═══ EXERCISE MATERIALS ═══

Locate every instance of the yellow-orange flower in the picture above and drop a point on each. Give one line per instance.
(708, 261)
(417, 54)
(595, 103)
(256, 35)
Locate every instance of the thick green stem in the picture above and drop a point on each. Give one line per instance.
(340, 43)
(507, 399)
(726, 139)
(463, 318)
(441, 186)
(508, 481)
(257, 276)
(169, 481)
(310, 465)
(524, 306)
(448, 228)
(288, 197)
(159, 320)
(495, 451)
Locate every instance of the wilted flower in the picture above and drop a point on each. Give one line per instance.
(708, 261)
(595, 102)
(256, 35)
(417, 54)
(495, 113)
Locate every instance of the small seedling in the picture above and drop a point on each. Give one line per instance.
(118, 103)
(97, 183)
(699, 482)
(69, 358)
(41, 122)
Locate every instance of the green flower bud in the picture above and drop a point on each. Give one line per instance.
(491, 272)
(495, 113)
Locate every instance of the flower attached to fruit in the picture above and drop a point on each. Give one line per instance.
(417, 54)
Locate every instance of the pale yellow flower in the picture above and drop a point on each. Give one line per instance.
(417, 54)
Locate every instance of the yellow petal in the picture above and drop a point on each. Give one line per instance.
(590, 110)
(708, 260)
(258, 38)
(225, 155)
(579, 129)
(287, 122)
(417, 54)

═══

**GOAL OF THE EXERCISE:**
Output every line of the rows above as a JSON list of strings, with one string for each line and blank lines left out.

**WORKED ANSWER:**
[
  "Locate every instance of the yellow-orange flower in the picture above and drop a point on each. Give one line per instance.",
  "(708, 261)",
  "(417, 54)",
  "(595, 103)",
  "(256, 35)",
  "Locate every instance of the thick green stem in the picture above and drop a point on each. Give one line per instance.",
  "(340, 43)",
  "(507, 399)",
  "(726, 139)",
  "(463, 318)",
  "(441, 186)",
  "(508, 481)",
  "(257, 276)",
  "(169, 481)",
  "(310, 465)",
  "(524, 306)",
  "(448, 228)",
  "(288, 197)",
  "(159, 320)",
  "(495, 451)",
  "Locate every instance of the wilted flower in the picture above and drop a point on each. Give one line per instance.",
  "(708, 261)",
  "(595, 102)",
  "(256, 35)",
  "(417, 54)",
  "(495, 113)",
  "Locate every instance of the small seedling in the picture above and drop a point on each. Give one line per instance.",
  "(118, 103)",
  "(97, 183)",
  "(699, 482)",
  "(69, 358)",
  "(41, 122)",
  "Locate every instance of the green flower bud in the picture above and drop a point on each. Give one line per instance.",
  "(491, 272)",
  "(495, 113)",
  "Locate every instance of the flower attached to fruit in the picture above and drop a point on each. Give one line per instance.",
  "(417, 54)",
  "Locate every instance of the pale yellow flower in the picture above and drop a point on each. Give one line per instance.",
  "(417, 54)",
  "Locate every instance of the yellow petal in the picture above and drop a point on each. Give one line per instance.",
  "(590, 110)",
  "(708, 260)",
  "(258, 38)",
  "(225, 155)",
  "(579, 129)",
  "(287, 122)",
  "(417, 54)"
]